| RETO |
Según el texto sobre la historia mesoamericana, ¿cuáles son los cuatro aspectos en los que se centra la atención como comportamientos repetidos?

___ TEXTO PROPORCIONADO

Aunque no exista consenso sobre el tema, con cierta dosis de incertidumbre podemos decir que a lo largo de los tres milenios subsecuentes a los primeros brotes de vida aldeana, sólo en los valles centrales de Oaxaca, en el altiplano de México y, más tardíamente, en las tierras bajas del Sureste (en el espacio maya) se establecieron verdaderos estados( ). Alrededor de estos actores, hay que añadir (antes) los pujantes señoríos de San Lorenzo en el Golfo, San José Mogote en Oaxaca, Chalcatzingo en el valle de Morelos y El Mirador en el Petén y (después) el renacimiento maya en el norte de la península de Yucatán, El Tajín, Tula hasta llegar a los aztecas. Entre estos protagonistas, y varias otras culturas, se entreteje la historia mesoamericana. Ciudades son fundadas hasta alcanzar altos grados de complejidad y después son abandonadas, destruidas por conflictos internos, agresiones externas o desplome de algún culto con un alto poder de cohesión social. Una civilización que se construye, como todas, entre rivalidades dinásticas, comercio y guerras. Una civilización, o sea comportamientos repetidos.

¿Cuáles son los comportamientos repetidos de la historia mesoamericana? ¿Aquellos que, entre caídas y nuevos comienzos, vemos perpetuarse con una consistencia casi fisiológica? Centremos la atención en cuatro aspectos: aguda segmentación social, guerra, tributo y sacrificio humano. Pasan los milenios pero este “complejo” de cuatro aspectos entrelazados se mantiene, con pocas variantes, sustancialmente igual a sí mismo. Es lo que percibe Octavio Paz:

De los olmecas a los aztecas la civilización mesoamericana no ofrece sino variantes del mismo modelo...hubo comienzos y recomienzos, perfeccionamientos y declinaciones, no cambios. En el Viejo Mundo el continuo trasiego de bienes y técnicas, dioses e ideas, lenguas y estilos produjo transformaciones inmensas; en Mesoamérica las inmigraciones aportaron sangre fresca, no ideas nuevas: Tula repite a Teotihuacan y Tenochtitlan a Tula( ).

Y ésta, en efecto, es la sensación que experimenta quien se acerca a la historia mesoamericana: una reincidencia que se parece a una transposición del tiempo divino –el año de 260 días y los ciclos de 52 años- del cielo a la tierra, del mito a la historia, como una imposibilidad colectiva para salir de la piel cultural originaria.

______
___ REGISTROS FACILITADOS

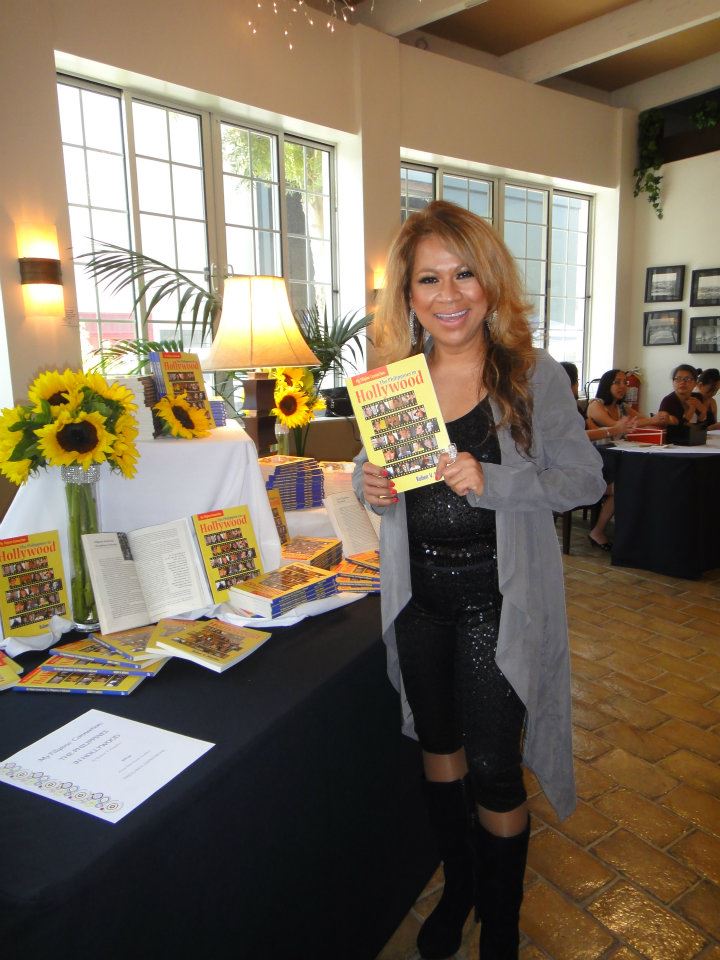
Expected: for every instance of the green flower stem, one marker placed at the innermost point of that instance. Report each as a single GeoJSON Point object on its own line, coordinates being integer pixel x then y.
{"type": "Point", "coordinates": [82, 518]}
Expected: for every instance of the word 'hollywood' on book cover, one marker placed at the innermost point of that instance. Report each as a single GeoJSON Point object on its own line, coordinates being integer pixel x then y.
{"type": "Point", "coordinates": [400, 422]}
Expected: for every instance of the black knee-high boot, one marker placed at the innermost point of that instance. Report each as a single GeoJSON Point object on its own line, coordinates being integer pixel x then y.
{"type": "Point", "coordinates": [449, 806]}
{"type": "Point", "coordinates": [500, 870]}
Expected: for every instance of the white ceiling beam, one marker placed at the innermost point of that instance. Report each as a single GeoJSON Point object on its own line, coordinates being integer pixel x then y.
{"type": "Point", "coordinates": [396, 17]}
{"type": "Point", "coordinates": [605, 36]}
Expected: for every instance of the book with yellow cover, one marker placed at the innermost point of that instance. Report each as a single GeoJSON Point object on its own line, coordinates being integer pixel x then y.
{"type": "Point", "coordinates": [322, 552]}
{"type": "Point", "coordinates": [148, 669]}
{"type": "Point", "coordinates": [76, 681]}
{"type": "Point", "coordinates": [32, 583]}
{"type": "Point", "coordinates": [228, 548]}
{"type": "Point", "coordinates": [277, 592]}
{"type": "Point", "coordinates": [400, 422]}
{"type": "Point", "coordinates": [213, 644]}
{"type": "Point", "coordinates": [278, 510]}
{"type": "Point", "coordinates": [9, 671]}
{"type": "Point", "coordinates": [180, 373]}
{"type": "Point", "coordinates": [133, 645]}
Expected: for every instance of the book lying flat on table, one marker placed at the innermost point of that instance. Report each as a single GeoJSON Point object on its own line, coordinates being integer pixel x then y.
{"type": "Point", "coordinates": [75, 681]}
{"type": "Point", "coordinates": [400, 422]}
{"type": "Point", "coordinates": [322, 552]}
{"type": "Point", "coordinates": [32, 583]}
{"type": "Point", "coordinates": [213, 644]}
{"type": "Point", "coordinates": [356, 525]}
{"type": "Point", "coordinates": [127, 669]}
{"type": "Point", "coordinates": [275, 593]}
{"type": "Point", "coordinates": [171, 568]}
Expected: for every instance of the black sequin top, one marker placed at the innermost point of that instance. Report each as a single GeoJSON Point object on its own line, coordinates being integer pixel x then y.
{"type": "Point", "coordinates": [442, 524]}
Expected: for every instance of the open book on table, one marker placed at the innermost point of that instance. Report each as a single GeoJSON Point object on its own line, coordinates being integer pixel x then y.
{"type": "Point", "coordinates": [145, 575]}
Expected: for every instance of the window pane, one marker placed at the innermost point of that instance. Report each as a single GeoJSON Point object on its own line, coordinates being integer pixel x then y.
{"type": "Point", "coordinates": [106, 175]}
{"type": "Point", "coordinates": [75, 175]}
{"type": "Point", "coordinates": [188, 192]}
{"type": "Point", "coordinates": [150, 130]}
{"type": "Point", "coordinates": [102, 129]}
{"type": "Point", "coordinates": [185, 139]}
{"type": "Point", "coordinates": [238, 202]}
{"type": "Point", "coordinates": [70, 115]}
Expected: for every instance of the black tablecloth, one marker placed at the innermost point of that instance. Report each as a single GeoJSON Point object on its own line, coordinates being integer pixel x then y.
{"type": "Point", "coordinates": [301, 835]}
{"type": "Point", "coordinates": [666, 516]}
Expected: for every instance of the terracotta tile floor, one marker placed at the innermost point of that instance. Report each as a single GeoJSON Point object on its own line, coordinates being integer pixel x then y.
{"type": "Point", "coordinates": [635, 872]}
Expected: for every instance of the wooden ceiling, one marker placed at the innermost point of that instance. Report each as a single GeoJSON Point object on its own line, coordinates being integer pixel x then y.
{"type": "Point", "coordinates": [605, 44]}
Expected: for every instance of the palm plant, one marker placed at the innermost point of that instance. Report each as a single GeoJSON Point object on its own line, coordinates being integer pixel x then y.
{"type": "Point", "coordinates": [329, 338]}
{"type": "Point", "coordinates": [154, 281]}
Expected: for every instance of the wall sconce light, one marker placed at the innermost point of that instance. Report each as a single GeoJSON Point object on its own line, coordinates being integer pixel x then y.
{"type": "Point", "coordinates": [40, 272]}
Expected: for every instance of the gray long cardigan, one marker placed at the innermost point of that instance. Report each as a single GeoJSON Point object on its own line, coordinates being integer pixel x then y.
{"type": "Point", "coordinates": [532, 651]}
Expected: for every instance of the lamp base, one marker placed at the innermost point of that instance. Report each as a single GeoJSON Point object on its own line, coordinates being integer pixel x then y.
{"type": "Point", "coordinates": [258, 421]}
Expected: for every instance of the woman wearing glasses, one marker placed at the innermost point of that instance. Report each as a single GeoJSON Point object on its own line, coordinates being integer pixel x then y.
{"type": "Point", "coordinates": [609, 413]}
{"type": "Point", "coordinates": [680, 406]}
{"type": "Point", "coordinates": [707, 386]}
{"type": "Point", "coordinates": [610, 410]}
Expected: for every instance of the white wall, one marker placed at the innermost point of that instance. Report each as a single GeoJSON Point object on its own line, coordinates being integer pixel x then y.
{"type": "Point", "coordinates": [688, 234]}
{"type": "Point", "coordinates": [357, 88]}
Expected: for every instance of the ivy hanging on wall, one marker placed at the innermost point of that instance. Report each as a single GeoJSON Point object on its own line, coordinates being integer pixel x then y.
{"type": "Point", "coordinates": [651, 124]}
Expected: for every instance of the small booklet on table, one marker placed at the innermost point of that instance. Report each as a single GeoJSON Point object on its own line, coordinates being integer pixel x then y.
{"type": "Point", "coordinates": [32, 583]}
{"type": "Point", "coordinates": [400, 422]}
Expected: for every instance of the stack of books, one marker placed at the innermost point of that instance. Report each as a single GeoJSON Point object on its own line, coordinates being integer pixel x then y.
{"type": "Point", "coordinates": [299, 480]}
{"type": "Point", "coordinates": [114, 664]}
{"type": "Point", "coordinates": [274, 594]}
{"type": "Point", "coordinates": [354, 577]}
{"type": "Point", "coordinates": [323, 552]}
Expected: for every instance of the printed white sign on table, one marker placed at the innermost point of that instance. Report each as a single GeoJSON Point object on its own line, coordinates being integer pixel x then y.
{"type": "Point", "coordinates": [102, 764]}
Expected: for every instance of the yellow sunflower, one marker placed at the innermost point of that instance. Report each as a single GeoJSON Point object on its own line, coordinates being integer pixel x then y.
{"type": "Point", "coordinates": [59, 389]}
{"type": "Point", "coordinates": [80, 438]}
{"type": "Point", "coordinates": [111, 391]}
{"type": "Point", "coordinates": [181, 419]}
{"type": "Point", "coordinates": [293, 408]}
{"type": "Point", "coordinates": [298, 377]}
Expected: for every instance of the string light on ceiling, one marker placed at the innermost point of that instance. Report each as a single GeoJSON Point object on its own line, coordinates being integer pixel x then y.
{"type": "Point", "coordinates": [287, 11]}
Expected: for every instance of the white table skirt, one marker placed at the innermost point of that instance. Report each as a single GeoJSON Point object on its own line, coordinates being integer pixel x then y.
{"type": "Point", "coordinates": [175, 478]}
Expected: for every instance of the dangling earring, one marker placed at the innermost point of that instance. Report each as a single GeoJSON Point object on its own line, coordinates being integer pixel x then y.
{"type": "Point", "coordinates": [413, 325]}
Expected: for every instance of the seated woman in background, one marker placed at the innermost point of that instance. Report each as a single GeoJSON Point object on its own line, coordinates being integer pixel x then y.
{"type": "Point", "coordinates": [708, 383]}
{"type": "Point", "coordinates": [609, 407]}
{"type": "Point", "coordinates": [681, 406]}
{"type": "Point", "coordinates": [597, 536]}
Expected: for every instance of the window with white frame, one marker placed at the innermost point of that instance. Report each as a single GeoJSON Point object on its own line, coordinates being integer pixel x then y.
{"type": "Point", "coordinates": [142, 175]}
{"type": "Point", "coordinates": [546, 230]}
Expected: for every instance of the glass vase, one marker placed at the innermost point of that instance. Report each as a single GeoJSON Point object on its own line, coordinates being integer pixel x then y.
{"type": "Point", "coordinates": [80, 495]}
{"type": "Point", "coordinates": [282, 438]}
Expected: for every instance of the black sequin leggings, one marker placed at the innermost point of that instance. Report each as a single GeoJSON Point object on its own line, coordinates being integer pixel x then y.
{"type": "Point", "coordinates": [446, 637]}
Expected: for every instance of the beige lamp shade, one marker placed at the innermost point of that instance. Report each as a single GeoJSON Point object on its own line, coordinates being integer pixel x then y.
{"type": "Point", "coordinates": [257, 328]}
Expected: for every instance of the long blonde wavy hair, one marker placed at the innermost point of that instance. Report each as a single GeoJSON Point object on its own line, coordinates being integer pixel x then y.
{"type": "Point", "coordinates": [507, 344]}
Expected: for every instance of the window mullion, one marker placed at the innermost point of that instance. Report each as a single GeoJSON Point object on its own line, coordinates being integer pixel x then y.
{"type": "Point", "coordinates": [135, 231]}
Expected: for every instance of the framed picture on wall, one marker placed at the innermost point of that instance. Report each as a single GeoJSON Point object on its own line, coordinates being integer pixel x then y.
{"type": "Point", "coordinates": [705, 288]}
{"type": "Point", "coordinates": [664, 284]}
{"type": "Point", "coordinates": [662, 328]}
{"type": "Point", "coordinates": [704, 335]}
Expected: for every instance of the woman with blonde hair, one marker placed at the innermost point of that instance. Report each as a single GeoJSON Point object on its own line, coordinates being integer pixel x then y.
{"type": "Point", "coordinates": [471, 572]}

______

| SOLUCIÓN A CONTINUACIÓN |
Aguda segmentación social, guerra, tributo y sacrificio humano.